Set exercise:
Count how many of the lines below contain the word "outstretched", matching case exactly. Give only the number.

Data for processing:
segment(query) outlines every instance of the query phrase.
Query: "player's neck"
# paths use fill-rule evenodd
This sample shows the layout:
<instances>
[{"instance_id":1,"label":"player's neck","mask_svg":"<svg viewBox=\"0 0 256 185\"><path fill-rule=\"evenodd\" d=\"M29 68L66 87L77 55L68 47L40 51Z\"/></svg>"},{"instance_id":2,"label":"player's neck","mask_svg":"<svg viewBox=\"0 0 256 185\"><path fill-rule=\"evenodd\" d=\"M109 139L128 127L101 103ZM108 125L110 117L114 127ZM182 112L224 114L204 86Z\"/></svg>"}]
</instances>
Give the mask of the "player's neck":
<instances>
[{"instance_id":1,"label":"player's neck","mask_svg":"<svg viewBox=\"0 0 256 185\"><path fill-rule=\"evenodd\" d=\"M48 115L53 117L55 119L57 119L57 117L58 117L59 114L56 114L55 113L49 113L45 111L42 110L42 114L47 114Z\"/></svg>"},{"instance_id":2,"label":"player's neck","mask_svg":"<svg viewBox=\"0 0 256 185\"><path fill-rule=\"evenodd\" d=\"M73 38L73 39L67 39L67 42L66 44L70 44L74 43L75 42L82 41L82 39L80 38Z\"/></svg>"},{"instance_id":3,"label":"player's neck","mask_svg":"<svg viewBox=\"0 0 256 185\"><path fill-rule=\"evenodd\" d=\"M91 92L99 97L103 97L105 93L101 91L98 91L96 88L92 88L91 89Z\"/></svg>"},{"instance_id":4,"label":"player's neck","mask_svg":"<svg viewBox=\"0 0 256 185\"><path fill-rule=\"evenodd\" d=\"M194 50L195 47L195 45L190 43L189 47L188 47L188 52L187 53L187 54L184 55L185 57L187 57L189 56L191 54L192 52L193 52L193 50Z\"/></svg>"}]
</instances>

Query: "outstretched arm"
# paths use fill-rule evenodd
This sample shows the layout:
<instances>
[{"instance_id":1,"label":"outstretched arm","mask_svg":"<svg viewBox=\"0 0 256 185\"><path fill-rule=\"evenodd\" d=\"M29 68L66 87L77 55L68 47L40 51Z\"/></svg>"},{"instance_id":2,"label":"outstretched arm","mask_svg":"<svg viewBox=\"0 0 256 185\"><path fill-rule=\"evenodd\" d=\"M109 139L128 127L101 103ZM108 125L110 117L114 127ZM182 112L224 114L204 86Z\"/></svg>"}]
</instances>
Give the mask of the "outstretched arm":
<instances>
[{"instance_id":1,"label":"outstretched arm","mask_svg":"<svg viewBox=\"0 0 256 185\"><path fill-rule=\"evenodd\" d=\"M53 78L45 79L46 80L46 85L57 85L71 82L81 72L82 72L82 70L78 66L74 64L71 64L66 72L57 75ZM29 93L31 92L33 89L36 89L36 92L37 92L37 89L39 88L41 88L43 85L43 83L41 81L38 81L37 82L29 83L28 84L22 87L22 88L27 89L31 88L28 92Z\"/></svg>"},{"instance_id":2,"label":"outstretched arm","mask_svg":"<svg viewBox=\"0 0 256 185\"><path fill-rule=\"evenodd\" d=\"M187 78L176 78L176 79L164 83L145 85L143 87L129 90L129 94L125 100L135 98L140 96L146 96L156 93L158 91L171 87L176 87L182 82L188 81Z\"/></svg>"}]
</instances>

Solution for this task:
4